→ **Quesiti ed esercizi**:
• a. Indichi se le seguenti affermazioni concordano con il brano sulla Costituzione e il Parlamento, rispondendo sì o no e citando le parole decisive: (i) la Costituzione vi è paragonata a una bussola; (ii) la decretazione vi è definita illegittima sotto il profilo costituzionale; (iii) la rinuncia della classe politica alle prerogative parlamentari vi è presentata come una novità.
• b. Prosegua il brano sulla Costituzione e il Parlamento a partire dal punto in cui si interrompe.

→ **Brano selezionato**:
########
Anche in questa fase, così come per ciò che avverrà in futuro, il Supremo giudice non ha fatto mancare il riferimento al ruolo cruciale che la Costituzione riveste: è la “bussola che consente di navigare «per l’alto mare aperto» dell’emergenza e del dopo emergenza che ci attende”. La Carta costituzionale, infatti, offre un “equilibrato complesso di principi, poteri, limiti e garanzie”. Investe i diritti e i doveri, che devono trovare sempre e comunque un bilanciamento nell’interesse comune, e richiama tutti gli attori dello Stato alla responsabilità, nel rispetto della “leale collaborazione” e della separazione dei poteri su cui l’Italia si fonda. Quest’ultima questione mi sembra sia particolarmente viva e attuale.

Mi riferisco soprattutto all’affievolimento della centralità del Parlamento, che sta vedendo in queste ore volontariamente ridimensionate tanto le sue prerogative legislative sotto i colpi della pur legittima – sotto il profilo costituzionale – “decretazione” quanto quelle di assemblea democratica votata al confronto. Manca, insomma, quella sintesi e quell’unità che lo stesso Capo dello Stato ha più volte richiamato come indispensabili per superare questo momento nel migliore dei modi. Stupisce come ancora una volta sia la politica a mortificare il ruolo delle Camere, evitando il dibattito.

Non scopriamo, però, nulla di nuovo. Già in passato, infatti, questa stessa classe politica ha rinunciato a far valere le prerogative parlamentari su questioni importanti per la vita di tutti. Quanto è accaduto nel contesto del caso Cappato per l’aiuto fornito a Fabiano Antoniani ne è stato la riprova.
########
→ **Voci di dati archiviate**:
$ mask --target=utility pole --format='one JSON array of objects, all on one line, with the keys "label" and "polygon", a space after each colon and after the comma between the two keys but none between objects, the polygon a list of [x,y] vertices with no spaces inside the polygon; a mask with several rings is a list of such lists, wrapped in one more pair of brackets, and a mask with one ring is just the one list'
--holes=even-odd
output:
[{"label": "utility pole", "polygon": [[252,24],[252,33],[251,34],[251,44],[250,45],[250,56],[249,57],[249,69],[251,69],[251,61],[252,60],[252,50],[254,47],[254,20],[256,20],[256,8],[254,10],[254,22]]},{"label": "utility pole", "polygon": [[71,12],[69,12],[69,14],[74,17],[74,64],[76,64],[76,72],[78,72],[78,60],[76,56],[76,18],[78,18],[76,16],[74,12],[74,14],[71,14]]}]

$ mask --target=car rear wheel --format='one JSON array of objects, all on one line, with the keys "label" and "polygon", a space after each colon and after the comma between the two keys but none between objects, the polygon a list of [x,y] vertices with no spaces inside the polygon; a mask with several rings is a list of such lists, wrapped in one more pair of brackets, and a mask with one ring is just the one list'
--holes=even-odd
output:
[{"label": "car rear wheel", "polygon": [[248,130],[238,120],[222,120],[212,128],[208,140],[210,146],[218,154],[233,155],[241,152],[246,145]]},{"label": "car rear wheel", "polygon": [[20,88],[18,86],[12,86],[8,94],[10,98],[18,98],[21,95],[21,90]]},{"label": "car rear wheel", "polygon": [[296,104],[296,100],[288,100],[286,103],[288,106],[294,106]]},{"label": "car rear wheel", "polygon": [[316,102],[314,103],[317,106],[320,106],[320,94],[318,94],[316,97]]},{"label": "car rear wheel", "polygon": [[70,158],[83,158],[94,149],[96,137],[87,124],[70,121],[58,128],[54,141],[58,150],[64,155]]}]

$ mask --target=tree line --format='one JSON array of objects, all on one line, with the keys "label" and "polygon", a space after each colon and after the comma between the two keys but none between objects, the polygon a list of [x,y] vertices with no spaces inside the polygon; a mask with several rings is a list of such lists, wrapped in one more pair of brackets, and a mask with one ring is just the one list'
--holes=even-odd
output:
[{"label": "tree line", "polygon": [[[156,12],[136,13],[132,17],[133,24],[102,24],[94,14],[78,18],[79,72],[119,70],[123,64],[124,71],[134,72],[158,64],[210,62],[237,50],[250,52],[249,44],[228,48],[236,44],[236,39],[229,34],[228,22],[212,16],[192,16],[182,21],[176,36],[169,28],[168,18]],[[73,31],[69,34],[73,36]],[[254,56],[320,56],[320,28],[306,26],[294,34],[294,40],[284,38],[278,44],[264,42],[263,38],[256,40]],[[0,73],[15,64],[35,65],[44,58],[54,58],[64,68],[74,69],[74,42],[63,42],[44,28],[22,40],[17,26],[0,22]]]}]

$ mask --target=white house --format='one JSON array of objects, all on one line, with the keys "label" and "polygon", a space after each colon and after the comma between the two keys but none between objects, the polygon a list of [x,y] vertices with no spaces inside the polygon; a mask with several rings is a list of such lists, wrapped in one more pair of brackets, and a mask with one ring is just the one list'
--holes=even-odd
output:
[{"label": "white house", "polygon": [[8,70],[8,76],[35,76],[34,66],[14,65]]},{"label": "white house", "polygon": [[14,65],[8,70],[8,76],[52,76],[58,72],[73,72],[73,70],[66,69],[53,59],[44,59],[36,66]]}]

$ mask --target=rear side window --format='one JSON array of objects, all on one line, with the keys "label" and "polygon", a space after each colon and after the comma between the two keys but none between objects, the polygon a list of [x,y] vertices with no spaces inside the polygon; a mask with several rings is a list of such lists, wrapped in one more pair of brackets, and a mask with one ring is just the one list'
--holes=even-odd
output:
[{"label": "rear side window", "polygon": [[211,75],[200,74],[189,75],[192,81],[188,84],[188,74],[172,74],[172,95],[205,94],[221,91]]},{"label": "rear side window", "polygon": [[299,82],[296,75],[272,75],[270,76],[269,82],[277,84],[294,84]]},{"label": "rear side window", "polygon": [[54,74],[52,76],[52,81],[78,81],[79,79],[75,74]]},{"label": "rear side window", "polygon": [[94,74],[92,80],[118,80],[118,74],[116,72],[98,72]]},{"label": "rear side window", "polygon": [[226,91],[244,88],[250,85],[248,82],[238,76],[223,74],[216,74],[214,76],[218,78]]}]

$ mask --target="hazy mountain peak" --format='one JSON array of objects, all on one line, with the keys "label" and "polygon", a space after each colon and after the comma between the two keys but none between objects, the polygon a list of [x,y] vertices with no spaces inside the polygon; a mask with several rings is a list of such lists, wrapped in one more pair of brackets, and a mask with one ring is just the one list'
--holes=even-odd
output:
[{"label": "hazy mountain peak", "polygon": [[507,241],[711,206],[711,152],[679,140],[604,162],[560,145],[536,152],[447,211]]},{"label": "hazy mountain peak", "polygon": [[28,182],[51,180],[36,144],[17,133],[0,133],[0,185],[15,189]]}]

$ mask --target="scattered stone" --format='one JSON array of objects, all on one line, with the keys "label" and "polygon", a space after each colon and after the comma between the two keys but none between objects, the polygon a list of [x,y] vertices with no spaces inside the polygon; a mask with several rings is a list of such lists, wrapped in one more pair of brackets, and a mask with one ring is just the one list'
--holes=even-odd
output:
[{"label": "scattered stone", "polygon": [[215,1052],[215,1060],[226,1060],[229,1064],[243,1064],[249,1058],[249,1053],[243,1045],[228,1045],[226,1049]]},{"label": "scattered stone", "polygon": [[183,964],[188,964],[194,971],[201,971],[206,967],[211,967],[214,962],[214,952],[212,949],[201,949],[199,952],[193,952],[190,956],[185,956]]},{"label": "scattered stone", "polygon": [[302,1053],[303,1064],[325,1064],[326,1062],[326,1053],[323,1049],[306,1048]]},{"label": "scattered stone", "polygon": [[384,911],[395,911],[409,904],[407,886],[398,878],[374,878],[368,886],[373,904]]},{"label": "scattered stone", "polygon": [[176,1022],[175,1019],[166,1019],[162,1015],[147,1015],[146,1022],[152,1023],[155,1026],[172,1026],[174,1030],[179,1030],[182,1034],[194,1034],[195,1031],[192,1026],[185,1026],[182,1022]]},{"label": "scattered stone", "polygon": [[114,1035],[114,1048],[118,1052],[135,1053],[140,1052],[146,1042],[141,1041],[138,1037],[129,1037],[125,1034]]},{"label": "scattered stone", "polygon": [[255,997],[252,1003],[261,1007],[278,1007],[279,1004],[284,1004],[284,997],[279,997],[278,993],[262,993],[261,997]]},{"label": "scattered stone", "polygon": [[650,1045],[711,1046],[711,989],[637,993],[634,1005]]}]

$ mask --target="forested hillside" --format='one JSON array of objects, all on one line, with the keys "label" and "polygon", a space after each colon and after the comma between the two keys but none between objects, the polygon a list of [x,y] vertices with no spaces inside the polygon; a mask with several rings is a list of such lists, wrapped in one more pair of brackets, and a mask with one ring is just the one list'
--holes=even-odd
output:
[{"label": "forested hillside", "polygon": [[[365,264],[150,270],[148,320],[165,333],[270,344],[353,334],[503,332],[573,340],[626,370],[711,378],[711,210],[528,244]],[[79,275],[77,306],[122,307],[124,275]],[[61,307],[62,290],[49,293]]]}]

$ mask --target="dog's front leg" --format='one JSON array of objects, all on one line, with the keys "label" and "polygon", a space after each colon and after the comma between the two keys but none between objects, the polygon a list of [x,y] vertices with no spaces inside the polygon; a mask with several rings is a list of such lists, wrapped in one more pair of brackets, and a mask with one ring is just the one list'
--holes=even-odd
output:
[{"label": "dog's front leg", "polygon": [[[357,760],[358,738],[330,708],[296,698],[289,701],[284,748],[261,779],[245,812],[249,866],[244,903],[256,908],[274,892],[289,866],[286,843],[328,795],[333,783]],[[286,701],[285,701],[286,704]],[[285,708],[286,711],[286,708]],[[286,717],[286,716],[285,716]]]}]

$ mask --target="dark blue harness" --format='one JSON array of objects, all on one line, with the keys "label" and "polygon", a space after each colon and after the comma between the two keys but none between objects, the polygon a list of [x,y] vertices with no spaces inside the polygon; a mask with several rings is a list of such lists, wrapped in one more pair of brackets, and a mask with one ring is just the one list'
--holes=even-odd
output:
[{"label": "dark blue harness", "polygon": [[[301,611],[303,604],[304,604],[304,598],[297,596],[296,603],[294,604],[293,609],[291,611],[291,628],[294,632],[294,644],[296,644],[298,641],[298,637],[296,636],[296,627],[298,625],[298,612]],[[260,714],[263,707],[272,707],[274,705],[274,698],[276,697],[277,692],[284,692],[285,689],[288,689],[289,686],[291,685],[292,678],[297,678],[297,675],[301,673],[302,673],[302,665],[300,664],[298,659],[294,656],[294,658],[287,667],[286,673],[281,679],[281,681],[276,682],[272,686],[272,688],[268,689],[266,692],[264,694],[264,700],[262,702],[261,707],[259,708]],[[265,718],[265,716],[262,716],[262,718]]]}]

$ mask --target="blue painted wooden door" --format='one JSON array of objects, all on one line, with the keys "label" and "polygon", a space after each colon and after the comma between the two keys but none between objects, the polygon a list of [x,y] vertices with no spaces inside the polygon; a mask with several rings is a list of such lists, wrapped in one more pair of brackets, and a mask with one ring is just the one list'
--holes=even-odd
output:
########
→ **Risposte per esercizio**:
• a.
(i) Sì: «bussola che consente di navigare».
(ii) No: «pur legittima – sotto il profilo costituzionale – “decretazione”».
(iii) No: «Non scopriamo, però, nulla di nuovo.»

• b.
Nella relazione della presidente Marta Cartabia, questa vicenda è portata a modello, sottolineando come sia stata innovativa la via processuale fondata su “due tempi”, nel tentativo di rispettare l’equilibrio tra giustizia costituzionale e spazi della politica.

Il 24 ottobre 2018, infatti, la Consulta aveva emesso l’Ordinanza 207, con la quale ha riconosciuto dei profili di incostituzionalità nell’ambito di applicazione dell’articolo 580 del codice penale, relazionato all’aiuto al suicidio di persone con gravi sofferenze e soggette a terapie di sostegno vitale.

Data la sensibilità del tema, però, era stato sollecitato l’intervento del legislatore, segnalando alcune criticità costituzionali connesse ai reati di istigazione e aiuto al suicidio e fissando undici mesi dopo una nuova udienza di discussione.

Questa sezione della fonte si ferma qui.